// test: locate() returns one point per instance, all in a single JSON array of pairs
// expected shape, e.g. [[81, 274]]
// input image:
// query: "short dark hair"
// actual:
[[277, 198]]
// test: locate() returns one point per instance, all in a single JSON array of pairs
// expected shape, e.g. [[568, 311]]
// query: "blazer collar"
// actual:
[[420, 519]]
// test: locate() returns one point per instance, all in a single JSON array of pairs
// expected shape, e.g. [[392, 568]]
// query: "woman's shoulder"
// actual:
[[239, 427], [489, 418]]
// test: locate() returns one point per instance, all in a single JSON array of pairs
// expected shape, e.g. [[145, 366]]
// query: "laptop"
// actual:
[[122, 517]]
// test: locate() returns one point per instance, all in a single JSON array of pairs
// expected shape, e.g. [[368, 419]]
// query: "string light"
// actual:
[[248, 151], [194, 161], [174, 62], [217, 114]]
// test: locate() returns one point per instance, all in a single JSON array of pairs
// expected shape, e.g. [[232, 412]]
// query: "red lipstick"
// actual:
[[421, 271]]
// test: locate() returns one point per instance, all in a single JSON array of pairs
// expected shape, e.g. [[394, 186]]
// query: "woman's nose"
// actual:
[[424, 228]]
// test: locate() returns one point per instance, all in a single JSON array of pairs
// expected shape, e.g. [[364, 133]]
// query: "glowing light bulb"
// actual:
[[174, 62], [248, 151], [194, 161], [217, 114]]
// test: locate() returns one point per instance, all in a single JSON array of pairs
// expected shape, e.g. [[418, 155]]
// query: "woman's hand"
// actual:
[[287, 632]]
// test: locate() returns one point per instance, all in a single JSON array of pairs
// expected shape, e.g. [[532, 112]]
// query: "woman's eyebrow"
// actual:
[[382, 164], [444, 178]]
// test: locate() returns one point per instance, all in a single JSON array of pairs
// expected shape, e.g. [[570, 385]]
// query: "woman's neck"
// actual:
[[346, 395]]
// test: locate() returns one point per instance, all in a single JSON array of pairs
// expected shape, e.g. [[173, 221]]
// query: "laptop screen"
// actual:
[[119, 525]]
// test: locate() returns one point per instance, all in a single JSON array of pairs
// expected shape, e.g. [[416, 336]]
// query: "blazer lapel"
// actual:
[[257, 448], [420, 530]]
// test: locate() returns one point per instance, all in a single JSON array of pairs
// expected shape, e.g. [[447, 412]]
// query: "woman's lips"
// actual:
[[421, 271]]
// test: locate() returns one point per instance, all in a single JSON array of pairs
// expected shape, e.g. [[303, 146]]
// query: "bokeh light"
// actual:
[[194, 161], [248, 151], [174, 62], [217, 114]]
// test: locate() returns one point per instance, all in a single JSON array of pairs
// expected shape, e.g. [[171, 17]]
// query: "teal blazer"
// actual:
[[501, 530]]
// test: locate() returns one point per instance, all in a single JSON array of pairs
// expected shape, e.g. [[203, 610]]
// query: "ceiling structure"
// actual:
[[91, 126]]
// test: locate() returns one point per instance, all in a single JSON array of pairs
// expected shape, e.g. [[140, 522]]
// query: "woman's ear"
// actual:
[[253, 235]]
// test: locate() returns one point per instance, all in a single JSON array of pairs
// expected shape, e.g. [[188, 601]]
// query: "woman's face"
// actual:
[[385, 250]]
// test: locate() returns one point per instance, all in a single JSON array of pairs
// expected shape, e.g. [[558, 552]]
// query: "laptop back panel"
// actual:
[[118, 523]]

________________________________________

#### [Written instruction]
Repeat the records exactly, including every line.

#### [Task solution]
// test: locate() returns one point per instance, all in a single JSON array of pairs
// expected shape, e.g. [[81, 274]]
// input image:
// query: "short dark hair"
// actual:
[[277, 198]]
// test: locate() returns one point per instance, all in a single JSON array of pairs
// expected shape, e.g. [[568, 311]]
// query: "blazer collar"
// actual:
[[420, 519]]
// test: locate() returns one point per instance, all in a single JSON array of pairs
// expected shape, e.g. [[392, 568]]
// query: "woman's shoulder"
// actual:
[[239, 427], [489, 418]]
// test: locate() returns one point per instance, all in a single JSON array of pairs
// expected shape, e.g. [[145, 366]]
// query: "laptop"
// actual:
[[122, 517]]
// test: locate() returns one point per instance, all in a single JSON array of pairs
// expected shape, e.g. [[368, 419]]
// query: "string light"
// actual:
[[248, 151], [194, 161], [174, 62], [217, 114]]
// test: locate() returns one point per instance, all in a single JSON array of pairs
// expected shape, e.g. [[232, 412]]
// query: "red lipstick"
// actual:
[[421, 271]]
// test: locate() returns one point per instance, all in a single JSON array of pairs
// expected shape, e.g. [[394, 186]]
// query: "woman's nose"
// actual:
[[424, 228]]
// test: locate() returns one point per instance, all in a single JSON array of pairs
// expected shape, e.g. [[364, 133]]
// query: "glowing light bulb"
// actual:
[[174, 62], [248, 151], [194, 161], [217, 114]]
// test: locate() returns one point per instance, all in a single JSON array of pairs
// expected shape, e.g. [[418, 155]]
// query: "woman's hand"
// actual:
[[287, 632]]
// test: locate() returns one point per instance, all in a single JSON array of pairs
// expected shape, e.g. [[532, 112]]
// query: "woman's eyebrow"
// actual:
[[382, 164], [444, 178]]
// test: locate() returns one point per instance, all in a single JSON array of pairs
// expected shape, e.g. [[570, 385]]
// query: "woman's neck"
// actual:
[[346, 395]]
// test: locate() returns one point per instance, all in a single JSON array of pairs
// expected shape, e.g. [[173, 221]]
// query: "laptop screen"
// actual:
[[119, 525]]
// test: locate() returns one point per instance, all in a single JSON array of pairs
// expected shape, e.g. [[416, 336]]
// query: "blazer lapel"
// actual:
[[257, 448], [420, 530]]
// test: locate() returns one point per instance, all in a single JSON array of pairs
// expected shape, e.g. [[447, 412]]
// query: "woman's lips"
// actual:
[[421, 271]]
// test: locate() returns one point per instance, all in a single JSON array of pairs
// expected shape, e.g. [[303, 146]]
// query: "bokeh light"
// actual:
[[194, 161], [248, 151], [174, 62], [217, 114]]
// test: locate() returns one point per instance, all in a single JSON array of pairs
// expected shape, e.g. [[171, 17]]
// query: "teal blazer"
// actual:
[[501, 530]]
// test: locate() returns one point per instance, all in a single JSON array of pairs
// expected shape, e.g. [[203, 610]]
// query: "ceiling structure"
// actual:
[[91, 126]]
// test: locate() returns one point per instance, all in a single JSON array of pairs
// expected shape, e.g. [[140, 522]]
// query: "woman's ear"
// actual:
[[253, 235]]
// test: locate() returns one point per instance, all in a single JSON array of pairs
// expected shape, e.g. [[188, 601]]
// query: "woman's face"
// actual:
[[385, 250]]
// test: locate() returns one point per instance, all in a single JSON array of pairs
// expected shape, e.g. [[558, 552]]
// query: "laptop back panel"
// actual:
[[118, 523]]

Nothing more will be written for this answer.